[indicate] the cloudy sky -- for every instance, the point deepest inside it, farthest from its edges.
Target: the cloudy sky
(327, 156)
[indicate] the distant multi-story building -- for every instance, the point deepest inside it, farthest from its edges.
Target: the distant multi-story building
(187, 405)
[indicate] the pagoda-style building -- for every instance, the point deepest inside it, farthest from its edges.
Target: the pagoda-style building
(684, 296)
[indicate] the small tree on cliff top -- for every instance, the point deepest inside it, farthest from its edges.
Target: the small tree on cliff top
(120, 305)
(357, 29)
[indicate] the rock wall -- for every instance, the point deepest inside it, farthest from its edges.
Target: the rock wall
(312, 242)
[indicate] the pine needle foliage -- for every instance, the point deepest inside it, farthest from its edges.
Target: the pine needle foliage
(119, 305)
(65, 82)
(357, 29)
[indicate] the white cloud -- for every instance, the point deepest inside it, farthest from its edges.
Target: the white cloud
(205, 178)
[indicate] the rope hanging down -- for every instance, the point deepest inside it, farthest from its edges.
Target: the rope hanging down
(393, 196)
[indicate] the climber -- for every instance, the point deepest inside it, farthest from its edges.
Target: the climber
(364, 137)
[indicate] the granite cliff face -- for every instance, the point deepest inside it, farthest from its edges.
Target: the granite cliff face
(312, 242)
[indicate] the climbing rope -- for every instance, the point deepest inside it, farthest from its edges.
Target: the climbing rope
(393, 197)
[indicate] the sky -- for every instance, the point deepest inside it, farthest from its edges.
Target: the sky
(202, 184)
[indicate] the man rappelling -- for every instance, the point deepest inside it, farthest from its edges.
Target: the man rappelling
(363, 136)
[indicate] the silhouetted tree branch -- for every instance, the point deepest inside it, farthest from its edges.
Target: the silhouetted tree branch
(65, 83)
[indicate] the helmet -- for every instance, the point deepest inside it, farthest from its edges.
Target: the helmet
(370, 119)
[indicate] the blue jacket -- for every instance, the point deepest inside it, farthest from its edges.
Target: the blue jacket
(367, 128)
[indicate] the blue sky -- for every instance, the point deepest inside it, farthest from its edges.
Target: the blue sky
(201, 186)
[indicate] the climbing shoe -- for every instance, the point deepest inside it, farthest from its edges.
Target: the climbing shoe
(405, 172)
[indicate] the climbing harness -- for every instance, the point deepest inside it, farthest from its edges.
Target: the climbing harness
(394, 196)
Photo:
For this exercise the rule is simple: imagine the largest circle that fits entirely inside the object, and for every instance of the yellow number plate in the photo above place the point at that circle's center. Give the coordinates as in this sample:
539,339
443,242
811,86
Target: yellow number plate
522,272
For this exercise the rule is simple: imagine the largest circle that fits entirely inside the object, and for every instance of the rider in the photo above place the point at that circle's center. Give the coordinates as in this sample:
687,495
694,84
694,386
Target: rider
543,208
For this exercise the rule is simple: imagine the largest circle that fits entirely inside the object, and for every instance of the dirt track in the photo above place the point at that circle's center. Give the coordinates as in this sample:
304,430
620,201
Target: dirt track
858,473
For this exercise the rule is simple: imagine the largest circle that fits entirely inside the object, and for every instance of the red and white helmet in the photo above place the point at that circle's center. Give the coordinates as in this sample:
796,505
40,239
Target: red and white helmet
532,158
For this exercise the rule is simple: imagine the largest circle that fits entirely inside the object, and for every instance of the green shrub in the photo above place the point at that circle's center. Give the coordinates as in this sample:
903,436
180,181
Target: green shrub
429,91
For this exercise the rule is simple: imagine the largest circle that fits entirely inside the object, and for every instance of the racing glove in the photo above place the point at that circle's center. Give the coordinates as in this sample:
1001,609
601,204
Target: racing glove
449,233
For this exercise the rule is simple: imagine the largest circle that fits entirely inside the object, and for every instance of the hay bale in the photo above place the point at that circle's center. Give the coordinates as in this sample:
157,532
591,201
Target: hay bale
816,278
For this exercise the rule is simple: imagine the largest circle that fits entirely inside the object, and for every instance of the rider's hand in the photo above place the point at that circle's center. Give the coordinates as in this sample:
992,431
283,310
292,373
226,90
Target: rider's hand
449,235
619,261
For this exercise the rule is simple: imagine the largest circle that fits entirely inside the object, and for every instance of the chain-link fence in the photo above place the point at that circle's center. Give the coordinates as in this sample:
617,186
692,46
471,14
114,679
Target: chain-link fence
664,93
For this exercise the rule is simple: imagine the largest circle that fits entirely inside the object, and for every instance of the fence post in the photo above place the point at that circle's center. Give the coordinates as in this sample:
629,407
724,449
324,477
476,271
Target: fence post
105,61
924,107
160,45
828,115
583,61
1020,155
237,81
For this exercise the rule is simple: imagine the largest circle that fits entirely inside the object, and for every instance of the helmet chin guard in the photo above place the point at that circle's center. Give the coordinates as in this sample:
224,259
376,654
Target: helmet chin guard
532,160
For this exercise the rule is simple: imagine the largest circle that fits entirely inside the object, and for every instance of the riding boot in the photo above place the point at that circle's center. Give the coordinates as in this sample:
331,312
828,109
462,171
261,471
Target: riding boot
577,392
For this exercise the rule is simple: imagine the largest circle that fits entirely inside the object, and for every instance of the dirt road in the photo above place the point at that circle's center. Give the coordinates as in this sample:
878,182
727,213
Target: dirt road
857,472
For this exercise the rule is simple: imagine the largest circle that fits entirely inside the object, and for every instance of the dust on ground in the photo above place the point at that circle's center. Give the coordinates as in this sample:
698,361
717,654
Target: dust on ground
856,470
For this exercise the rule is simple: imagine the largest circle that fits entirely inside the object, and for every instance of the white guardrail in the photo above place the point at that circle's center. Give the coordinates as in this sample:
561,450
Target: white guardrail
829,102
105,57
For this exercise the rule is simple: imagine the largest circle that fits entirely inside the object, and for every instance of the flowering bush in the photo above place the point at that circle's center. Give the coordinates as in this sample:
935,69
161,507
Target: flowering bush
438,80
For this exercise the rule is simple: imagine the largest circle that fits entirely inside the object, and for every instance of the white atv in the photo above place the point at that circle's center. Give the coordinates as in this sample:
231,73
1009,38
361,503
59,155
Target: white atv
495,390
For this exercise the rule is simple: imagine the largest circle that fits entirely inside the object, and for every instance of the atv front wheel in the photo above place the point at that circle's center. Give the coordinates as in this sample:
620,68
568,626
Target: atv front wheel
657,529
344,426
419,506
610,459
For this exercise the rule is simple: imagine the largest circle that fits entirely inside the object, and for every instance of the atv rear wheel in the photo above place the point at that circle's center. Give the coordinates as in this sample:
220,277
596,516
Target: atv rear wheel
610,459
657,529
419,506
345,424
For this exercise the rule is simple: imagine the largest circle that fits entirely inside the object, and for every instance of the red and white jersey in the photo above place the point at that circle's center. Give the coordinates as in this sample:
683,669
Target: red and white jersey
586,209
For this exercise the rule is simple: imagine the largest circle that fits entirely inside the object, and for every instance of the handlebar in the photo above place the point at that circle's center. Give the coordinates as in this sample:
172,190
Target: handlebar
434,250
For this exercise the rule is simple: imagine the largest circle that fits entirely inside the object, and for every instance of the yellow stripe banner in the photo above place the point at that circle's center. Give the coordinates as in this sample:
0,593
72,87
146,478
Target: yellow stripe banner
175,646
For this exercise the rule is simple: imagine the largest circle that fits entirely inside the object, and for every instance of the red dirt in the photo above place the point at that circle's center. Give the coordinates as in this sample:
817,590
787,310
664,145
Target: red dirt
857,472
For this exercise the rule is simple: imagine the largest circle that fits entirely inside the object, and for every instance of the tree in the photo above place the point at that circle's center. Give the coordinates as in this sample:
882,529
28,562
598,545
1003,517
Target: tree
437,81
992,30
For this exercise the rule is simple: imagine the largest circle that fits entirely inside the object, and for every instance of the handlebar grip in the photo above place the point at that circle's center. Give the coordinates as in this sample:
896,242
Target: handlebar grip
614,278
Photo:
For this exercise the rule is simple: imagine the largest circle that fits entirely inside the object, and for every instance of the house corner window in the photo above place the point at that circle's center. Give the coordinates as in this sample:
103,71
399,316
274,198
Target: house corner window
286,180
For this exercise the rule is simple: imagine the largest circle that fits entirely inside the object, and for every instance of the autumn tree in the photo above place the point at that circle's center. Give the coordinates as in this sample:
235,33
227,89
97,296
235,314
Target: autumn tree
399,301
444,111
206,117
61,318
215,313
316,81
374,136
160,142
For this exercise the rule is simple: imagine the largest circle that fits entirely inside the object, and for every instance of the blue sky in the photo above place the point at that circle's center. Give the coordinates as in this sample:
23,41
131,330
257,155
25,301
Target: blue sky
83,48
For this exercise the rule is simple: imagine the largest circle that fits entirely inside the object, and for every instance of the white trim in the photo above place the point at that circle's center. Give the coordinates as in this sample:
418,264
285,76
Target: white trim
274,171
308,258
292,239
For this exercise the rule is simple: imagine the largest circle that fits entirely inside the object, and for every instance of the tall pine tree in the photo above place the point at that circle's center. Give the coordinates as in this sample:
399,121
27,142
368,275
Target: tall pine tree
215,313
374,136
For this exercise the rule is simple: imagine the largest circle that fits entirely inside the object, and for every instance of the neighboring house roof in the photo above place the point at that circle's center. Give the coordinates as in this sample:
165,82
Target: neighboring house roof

* * * * *

- [WHAT THE TASK ASKS]: Beginning at the line that contains "Target: handlebar grip", reproduce every line down to the last line of the entries above, exactly and only those.

- [TASK OUTPUT]:
Target: handlebar grip
614,278
Photo:
For this exercise the rule is simple: imagine the largest circle that fits entirely inside the object, and for every instance of the house corner window in the photo above place the point at that circle's center. Give the coordinates as in this sample:
103,71
399,316
274,198
Target: house corner window
286,180
For this exercise the rule is simple: imagine the largest circle that fits entirely inside the object, and for every instance of the autumn tree in the photo above place the point at that circle's center. Give the coordinates as in this sample:
235,33
227,89
97,296
235,314
Target: autumn tree
399,301
444,111
206,117
61,318
215,313
316,81
374,136
160,142
For this exercise the rule is simple: imagine the largest circle that fits entirely inside the object, and for every instance of the blue sky in the photo above place the point at that circle's center. Give the coordinates as in this sample:
23,41
131,330
257,155
25,301
Target: blue sky
83,48
For this exercise the rule is simple: imagine the largest circle that fits entirely inside the object, and for every instance of the white trim in the photo above place the point at that circle's center. Give the coordinates as in this sample:
418,264
285,76
Target: white trim
274,171
308,258
292,239
For this exercise the rule is simple: imagine the largest circle that fits entirely inside the object, and for every instance of the tall pine tree in the photo above place the point at that circle's center. Give the coordinates as in this sample:
399,121
27,142
368,275
Target: tall pine tree
215,313
374,136
For this exercise the rule is simple: imagine the largest circle that fits entirely inside the object, and for every instance of the neighboring house roof in the photo above place the point at that circle's center. Give the coordinates as in this sample:
165,82
Target: neighboring house roof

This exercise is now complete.